Marxism Research Network
Unofficial English Translation

Song Zhiyong: Guard Strictly Against the Resurgence of Japanese Militarism

As soon as Japan’s new Prime Minister Sanae Takaichi [1] assumed office, she lost no time in challenging the "red line" of China-Japan relations regarding the Taiwan issue. She has actively pushed for the revision of the "Peace Constitution," the modification of Japan’s security policies and its "Three Non-Nuclear Principles," and an increase in Japan’s military spending. Takaichi’s regressive actions have not only severely deteriorated China-Japan relations but also risk leading Japan down an evil path toward eternal perdition.

The lessons of history must not be forgotten. Pre-war Japan’s path of militarism and external aggression not only brought immense catastrophe to the invaded nations and their peoples but also caused great suffering to the Japanese citizenry. Although Japanese militarism underwent a degree of liquidation after the war, it was not thorough, leaving behind a foundation for the "dead ashes to burn again." In recent years, Japanese right-wing forces have engaged in grand-scale historical revisionism, striving to overturn the historical verdicts on Japan’s wars of aggression and militarism while pursuing military expansion and war preparations. The danger of a revival of militarism is growing, which warrants our high degree of vigilance.

..........

SET EXERCISE 1: Return the part of the article on Japanese militarism from "Marxism Research Network" up to and including "toward eternal perdition.", word for word.
The listing that comes next is unrelated to the article on Japanese militarism.

..........

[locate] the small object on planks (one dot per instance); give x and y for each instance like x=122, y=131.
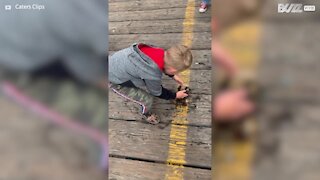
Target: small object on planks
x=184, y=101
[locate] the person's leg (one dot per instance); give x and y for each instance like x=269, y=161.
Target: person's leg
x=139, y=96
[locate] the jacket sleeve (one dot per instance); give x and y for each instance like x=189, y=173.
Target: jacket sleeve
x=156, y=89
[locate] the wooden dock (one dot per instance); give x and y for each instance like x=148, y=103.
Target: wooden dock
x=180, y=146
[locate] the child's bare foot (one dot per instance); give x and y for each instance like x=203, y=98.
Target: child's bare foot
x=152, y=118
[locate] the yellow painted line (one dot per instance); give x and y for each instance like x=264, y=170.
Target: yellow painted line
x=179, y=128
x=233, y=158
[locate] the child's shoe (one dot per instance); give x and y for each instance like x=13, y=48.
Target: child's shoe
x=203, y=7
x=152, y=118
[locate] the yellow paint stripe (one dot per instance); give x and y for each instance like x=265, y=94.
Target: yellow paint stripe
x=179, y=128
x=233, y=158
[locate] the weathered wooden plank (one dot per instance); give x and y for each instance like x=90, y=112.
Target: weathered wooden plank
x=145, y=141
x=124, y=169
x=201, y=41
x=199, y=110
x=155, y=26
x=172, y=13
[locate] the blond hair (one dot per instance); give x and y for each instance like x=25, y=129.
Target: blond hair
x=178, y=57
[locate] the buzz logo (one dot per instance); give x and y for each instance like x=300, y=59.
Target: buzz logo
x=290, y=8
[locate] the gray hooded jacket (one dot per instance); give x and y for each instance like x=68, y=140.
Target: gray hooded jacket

..........

SET EXERCISE 2: Output as a JSON list of strings the lines of the listing from the line with "[locate] the yellow paint stripe" up to and including the line with "x=172, y=13", one string per line, leaving out blank lines and giving nothing else.

CORRECT OUTPUT 1:
Marxism Research Network
Unofficial English Translation

Song Zhiyong: Guard Strictly Against the Resurgence of Japanese Militarism

As soon as Japan’s new Prime Minister Sanae Takaichi [1] assumed office, she lost no time in challenging the "red line" of China-Japan relations regarding the Taiwan issue. She has actively pushed for the revision of the "Peace Constitution," the modification of Japan’s security policies and its "Three Non-Nuclear Principles," and an increase in Japan’s military spending. Takaichi’s regressive actions have not only severely deteriorated China-Japan relations but also risk leading Japan down an evil path toward eternal perdition.

CORRECT OUTPUT 2:
[
  "[locate] the yellow paint stripe (one dot per instance); give x and y for each instance like x=265, y=94.",
  "Target: yellow paint stripe",
  "x=179, y=128",
  "x=233, y=158",
  "[locate] the weathered wooden plank (one dot per instance); give x and y for each instance like x=90, y=112.",
  "Target: weathered wooden plank",
  "x=145, y=141",
  "x=124, y=169",
  "x=201, y=41",
  "x=199, y=110",
  "x=155, y=26",
  "x=172, y=13"
]